# [Text]
__________
View Full Version : Quantum Mysteries - The Infamous Double-Slit Experiment

Plot Device
09-06-2008, 09:38 PM
Okay, I admit I know very little about quantum anything (quantum theory, quantum physics, quantum mechanics, etc). So if the following information turns out to be a real yawn-a-minute example of "Geez, Plot Device! We already knew about that!" then please excuse my ignorance.

But I simply had to post the following YouTube link, and then ask everybody here:




According to this video clip about particle theory, particles somehow "know" when we are watching them, and so the particles then change their behavior accordingly. Almost like the ultimate example of "a watched pot never boils."


Plot Device
09-08-2008, 09:21 AM
Okay, so I guess that after 36 hours, 15 views of this thread, and not one reply, I can assume one of the following:

a) I am mis-understanding the purpose of the Science Fact sub-forum, and people are politely ignoring a thread that doesn't even belong here
b) eveyone already knows quantum mechanics inside and out and I am now coming across as a real dope for NOT knowing as much as everyone else
c) no one has an answer
d) nobody really bothers with this sub-forum

Whatever the reason for the relentless symphony of crickets, I am a little stunned.

09-08-2008, 09:49 AM
I love this about quantum physics.

Does the tree make a noise if we aren't there to hear? Perhaps not!

I would love to see what happens when the tech gets powerful enough to measure the electrons from a great distance. Will they still behave differently? Does space enter into the equation at all?

How can measuring the action change the result, while measuring the result appears to change nothing?

Things like this give me hope that there are still frontiers in the world to explore.


PD, this forum is a little slower than others.
__________
# [Directions for this task]
Continue the forum thread about the double-slit experiment from where it stops.

# [Information shown]
__________
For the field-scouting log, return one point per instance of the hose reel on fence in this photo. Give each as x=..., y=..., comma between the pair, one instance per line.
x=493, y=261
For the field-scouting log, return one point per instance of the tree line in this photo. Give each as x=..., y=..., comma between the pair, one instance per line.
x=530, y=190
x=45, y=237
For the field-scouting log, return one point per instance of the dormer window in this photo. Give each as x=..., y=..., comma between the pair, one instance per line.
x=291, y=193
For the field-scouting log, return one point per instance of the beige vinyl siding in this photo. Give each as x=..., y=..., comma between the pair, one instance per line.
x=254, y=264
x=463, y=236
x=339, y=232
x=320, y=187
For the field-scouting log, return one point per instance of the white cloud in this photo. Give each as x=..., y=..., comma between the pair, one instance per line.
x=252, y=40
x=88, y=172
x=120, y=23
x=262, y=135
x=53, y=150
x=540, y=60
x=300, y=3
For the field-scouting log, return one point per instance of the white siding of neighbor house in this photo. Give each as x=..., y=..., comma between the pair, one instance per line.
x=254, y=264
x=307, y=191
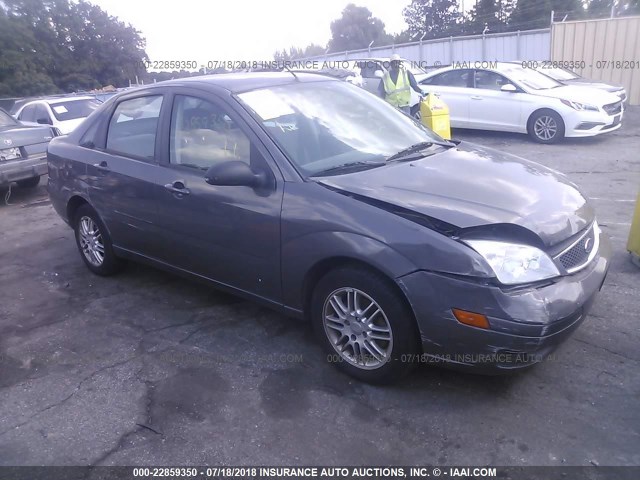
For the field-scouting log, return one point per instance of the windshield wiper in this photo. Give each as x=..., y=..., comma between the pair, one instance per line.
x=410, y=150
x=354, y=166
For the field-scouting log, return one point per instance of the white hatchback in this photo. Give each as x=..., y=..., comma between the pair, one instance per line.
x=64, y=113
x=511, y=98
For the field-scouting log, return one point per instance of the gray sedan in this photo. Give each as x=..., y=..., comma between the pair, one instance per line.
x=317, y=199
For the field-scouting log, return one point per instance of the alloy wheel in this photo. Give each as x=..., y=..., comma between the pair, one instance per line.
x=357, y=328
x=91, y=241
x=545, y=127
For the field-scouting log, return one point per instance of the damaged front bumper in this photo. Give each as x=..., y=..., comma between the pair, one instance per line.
__________
# [Answer to the exercise]
09-08-2008, 10:07 AM
the act observing may not be a passive activity on the microcosmic level. Our eyes are interacting with light waves to enable us to see. So in observing light we may be engaging in a relationship with it and effecting its composition, the same as if our eyeballs were magnets and we were studying magnetic rays. As soon as we turned to examine the rays they would be altered. // Pay little mind to this explanation which is probably 99.9% erroneous.

A. Hamilton
09-08-2008, 10:11 AM
well, you certainly gave me an hour or so of pondering, that's how long I've been perusing Dr Quantum on YouTube since I read your post. this stuff hurts my brain, yet it's so very fascinating. I've always loved time travel stories, but they always leave me spinning in circles, as the explanations are usually vague. but this quantum stuff opens so many doors, still spinning in there though, LOL.

09-08-2008, 10:21 AM
Okay, so I guess that after 36 hours, 15 views of this thread, and not one reply, I can assume one of the following:

a) I am mis-understanding the purpose of the Science Fact sub-forum, and people are politely ignoring a thread that doesn't even belong here
b) eveyone already knows quantum mechanics inside and out and I am now coming across as a real dope for NOT knowing as much as everyone else
c) no one has an answer
d) nobody really bothers with this sub-forum

Whatever the reason for the relentless symphony of crickets, I am a little stunned.

Ummmm sort of B? I'm pretty sure I learned this in high school physics. Maybe it's just me? (The fact that it's been turned into a cartoon seems to support my hypothesis.)

Mac H.
09-08-2008, 10:21 AM
It may be that it is pretty familiar ground these days, and people always make it sound cooler than it really is.

For example, compare :

Cool Version:
.. particles somehow "know" when we are watching them, and so the particles then change their behavior accordingly


More boring reality: We need not actually "do the looking." We do not have to detect the light flashes and ascertain which way each particle went. It suffices that the information is available in the flashes and could have been observed in that way.

In other words, it depends on what information is available, not whether the particles 'is observed'. Much less cool.

The last quote is from an article describing how you can perform a do-it-yourself experiment on the subject: http://www.sciam.com/article.cfm?id=E20B77CB-E7F2-99DF-33669D92032DFF8C

All you need is a rubber band, a laser pointer, a paper clip, a piece of tin foil and a polariser.


09-10-2008, 09:34 PM
It's an incredibly interesting experiment. A conscious observer is certainly not necessary, but what's actually going on is not known, as far as I understand things.

09-11-2008, 01:23 AM
I studied QT stuff in both Physics and Philosophy classes. I guess I'm a little spent over the whole thing :)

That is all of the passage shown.